**Problem to work on**:
Rewrite the entries from the very first line down to and including the line with "[[812, 298], [487, 354], [675, 289]]", putting "benchmark set" wherever "evaluation set" appears and changing nothing else.

**Dataset rows**:
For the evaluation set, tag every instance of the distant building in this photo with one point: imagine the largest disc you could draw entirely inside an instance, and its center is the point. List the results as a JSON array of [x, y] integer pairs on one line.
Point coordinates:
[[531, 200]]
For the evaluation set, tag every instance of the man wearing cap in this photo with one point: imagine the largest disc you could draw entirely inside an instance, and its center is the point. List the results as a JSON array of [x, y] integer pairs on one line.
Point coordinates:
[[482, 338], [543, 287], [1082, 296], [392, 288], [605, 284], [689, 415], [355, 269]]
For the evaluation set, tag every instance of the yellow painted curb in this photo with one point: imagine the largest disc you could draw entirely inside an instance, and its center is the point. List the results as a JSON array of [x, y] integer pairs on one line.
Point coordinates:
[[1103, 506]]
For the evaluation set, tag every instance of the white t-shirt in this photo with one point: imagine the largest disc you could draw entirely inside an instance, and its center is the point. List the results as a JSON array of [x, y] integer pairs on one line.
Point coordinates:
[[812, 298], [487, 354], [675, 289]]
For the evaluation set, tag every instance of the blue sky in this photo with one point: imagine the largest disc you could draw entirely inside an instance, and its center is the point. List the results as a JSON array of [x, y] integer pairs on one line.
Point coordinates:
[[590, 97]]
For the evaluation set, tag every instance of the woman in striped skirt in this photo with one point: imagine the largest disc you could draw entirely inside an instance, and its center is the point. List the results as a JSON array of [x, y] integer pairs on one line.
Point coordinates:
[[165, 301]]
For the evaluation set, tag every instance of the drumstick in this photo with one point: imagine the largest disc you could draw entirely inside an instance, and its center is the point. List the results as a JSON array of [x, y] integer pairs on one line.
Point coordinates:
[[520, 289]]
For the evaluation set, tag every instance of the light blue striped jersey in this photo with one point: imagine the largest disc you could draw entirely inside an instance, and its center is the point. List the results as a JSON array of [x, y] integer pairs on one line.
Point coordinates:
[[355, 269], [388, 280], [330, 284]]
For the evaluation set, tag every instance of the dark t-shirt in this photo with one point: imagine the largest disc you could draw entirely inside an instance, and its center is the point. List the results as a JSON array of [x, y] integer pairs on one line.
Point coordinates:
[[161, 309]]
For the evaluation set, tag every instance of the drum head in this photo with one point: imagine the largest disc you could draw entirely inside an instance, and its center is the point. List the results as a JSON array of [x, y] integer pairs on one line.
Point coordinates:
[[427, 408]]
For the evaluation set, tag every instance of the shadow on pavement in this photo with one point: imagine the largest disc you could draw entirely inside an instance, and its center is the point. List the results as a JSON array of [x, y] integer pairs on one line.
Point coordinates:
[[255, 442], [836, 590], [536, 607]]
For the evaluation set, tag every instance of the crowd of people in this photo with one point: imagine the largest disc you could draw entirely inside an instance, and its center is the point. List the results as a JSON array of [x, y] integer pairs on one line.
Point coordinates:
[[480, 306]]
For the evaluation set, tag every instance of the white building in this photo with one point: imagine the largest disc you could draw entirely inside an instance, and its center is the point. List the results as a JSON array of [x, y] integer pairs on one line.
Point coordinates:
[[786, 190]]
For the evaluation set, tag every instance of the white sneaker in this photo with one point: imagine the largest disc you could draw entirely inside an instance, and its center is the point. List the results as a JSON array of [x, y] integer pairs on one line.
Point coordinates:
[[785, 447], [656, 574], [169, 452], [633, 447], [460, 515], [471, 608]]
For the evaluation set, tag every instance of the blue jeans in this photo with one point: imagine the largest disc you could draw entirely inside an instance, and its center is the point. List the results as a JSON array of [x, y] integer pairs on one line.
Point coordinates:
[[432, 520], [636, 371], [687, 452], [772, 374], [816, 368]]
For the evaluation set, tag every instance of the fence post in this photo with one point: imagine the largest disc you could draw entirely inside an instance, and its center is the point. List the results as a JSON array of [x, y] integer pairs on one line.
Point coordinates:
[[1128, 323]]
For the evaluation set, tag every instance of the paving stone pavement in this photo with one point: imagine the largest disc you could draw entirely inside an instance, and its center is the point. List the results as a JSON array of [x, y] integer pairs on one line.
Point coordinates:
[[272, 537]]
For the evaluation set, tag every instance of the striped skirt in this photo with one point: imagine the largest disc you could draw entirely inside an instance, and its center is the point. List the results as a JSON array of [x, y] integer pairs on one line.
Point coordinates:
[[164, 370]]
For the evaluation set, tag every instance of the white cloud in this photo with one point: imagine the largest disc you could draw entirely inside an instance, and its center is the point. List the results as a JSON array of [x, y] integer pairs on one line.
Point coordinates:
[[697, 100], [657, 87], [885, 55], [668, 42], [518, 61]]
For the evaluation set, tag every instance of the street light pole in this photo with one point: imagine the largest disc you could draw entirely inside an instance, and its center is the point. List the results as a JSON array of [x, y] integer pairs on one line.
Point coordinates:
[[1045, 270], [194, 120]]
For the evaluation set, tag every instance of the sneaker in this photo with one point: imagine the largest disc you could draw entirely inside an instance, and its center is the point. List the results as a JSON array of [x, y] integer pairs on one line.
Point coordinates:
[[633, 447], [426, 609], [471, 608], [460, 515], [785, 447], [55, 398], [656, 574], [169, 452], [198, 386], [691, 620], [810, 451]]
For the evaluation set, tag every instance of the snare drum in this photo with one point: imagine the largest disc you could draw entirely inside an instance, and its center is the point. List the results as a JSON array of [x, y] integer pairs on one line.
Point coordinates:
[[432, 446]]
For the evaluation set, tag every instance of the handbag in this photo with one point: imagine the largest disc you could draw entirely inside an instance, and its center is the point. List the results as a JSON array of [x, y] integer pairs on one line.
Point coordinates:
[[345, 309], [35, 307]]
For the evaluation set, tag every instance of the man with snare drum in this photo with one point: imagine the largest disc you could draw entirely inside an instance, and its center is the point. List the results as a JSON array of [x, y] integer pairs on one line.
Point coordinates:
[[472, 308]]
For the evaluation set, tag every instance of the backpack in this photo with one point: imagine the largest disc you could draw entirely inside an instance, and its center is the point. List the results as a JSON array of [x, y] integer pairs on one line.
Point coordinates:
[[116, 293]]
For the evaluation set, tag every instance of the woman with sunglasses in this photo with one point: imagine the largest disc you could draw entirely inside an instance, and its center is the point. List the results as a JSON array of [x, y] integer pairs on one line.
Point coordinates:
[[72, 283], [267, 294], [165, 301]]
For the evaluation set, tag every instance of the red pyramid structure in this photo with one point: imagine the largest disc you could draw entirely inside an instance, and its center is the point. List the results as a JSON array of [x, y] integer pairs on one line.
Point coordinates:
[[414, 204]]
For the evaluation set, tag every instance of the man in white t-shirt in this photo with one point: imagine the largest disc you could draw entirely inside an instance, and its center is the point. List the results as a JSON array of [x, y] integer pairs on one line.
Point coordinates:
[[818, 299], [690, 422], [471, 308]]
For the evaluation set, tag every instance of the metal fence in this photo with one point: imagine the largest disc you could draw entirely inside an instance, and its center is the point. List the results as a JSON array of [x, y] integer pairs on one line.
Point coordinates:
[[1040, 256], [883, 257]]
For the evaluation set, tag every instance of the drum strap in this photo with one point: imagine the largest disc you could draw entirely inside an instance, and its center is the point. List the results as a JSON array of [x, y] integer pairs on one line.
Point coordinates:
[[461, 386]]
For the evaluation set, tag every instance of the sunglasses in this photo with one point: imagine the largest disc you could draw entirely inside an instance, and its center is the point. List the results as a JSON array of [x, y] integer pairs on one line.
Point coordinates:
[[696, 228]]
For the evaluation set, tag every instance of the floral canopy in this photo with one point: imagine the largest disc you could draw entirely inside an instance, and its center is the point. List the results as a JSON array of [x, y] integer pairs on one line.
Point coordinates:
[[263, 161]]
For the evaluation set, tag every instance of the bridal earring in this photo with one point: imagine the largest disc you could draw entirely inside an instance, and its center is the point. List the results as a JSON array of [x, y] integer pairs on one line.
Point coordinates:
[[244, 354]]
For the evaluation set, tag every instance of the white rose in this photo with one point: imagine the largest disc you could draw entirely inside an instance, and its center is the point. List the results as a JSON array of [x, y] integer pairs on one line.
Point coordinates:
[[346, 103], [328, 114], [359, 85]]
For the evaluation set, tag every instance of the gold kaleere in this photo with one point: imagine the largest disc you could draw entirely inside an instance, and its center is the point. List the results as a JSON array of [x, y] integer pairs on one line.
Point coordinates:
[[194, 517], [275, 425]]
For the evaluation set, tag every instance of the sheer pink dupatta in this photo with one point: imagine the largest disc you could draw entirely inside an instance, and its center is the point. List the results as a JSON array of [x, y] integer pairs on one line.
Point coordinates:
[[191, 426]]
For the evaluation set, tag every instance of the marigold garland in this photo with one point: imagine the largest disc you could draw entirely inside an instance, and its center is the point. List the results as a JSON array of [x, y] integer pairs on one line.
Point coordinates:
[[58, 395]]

**Answer for the task**:
For the benchmark set, tag every instance of the distant building in this photo with one point: imagine the largest disc you could draw entirely inside an instance, and its center is the point. List the results as a JSON array of [x, y] integer pairs on one line.
Point coordinates:
[[531, 200]]
For the benchmark set, tag every instance of the man wearing cap in this photo with one point: imagine the largest disc you could draw entirely inside an instance, and its center is the point. List the results as a JSON array of [x, y] integer pairs on one line.
Point coordinates:
[[482, 338], [543, 287], [1082, 296], [392, 288], [605, 284], [689, 415], [355, 269]]
For the benchmark set, tag every instance of the yellow painted curb in this photo with one point: imagine the largest disc you could draw entirely inside an instance, and its center is the point. List the results as a JSON array of [x, y] integer pairs on one line.
Point coordinates:
[[1103, 506]]
For the benchmark set, tag every instance of the white t-shirt in this photo with one point: imagine the largest disc you could draw entirely inside an instance, and its center is the point. List the results as a JSON array of [x, y] integer pairs on one line.
Point coordinates:
[[812, 298], [487, 354], [675, 289]]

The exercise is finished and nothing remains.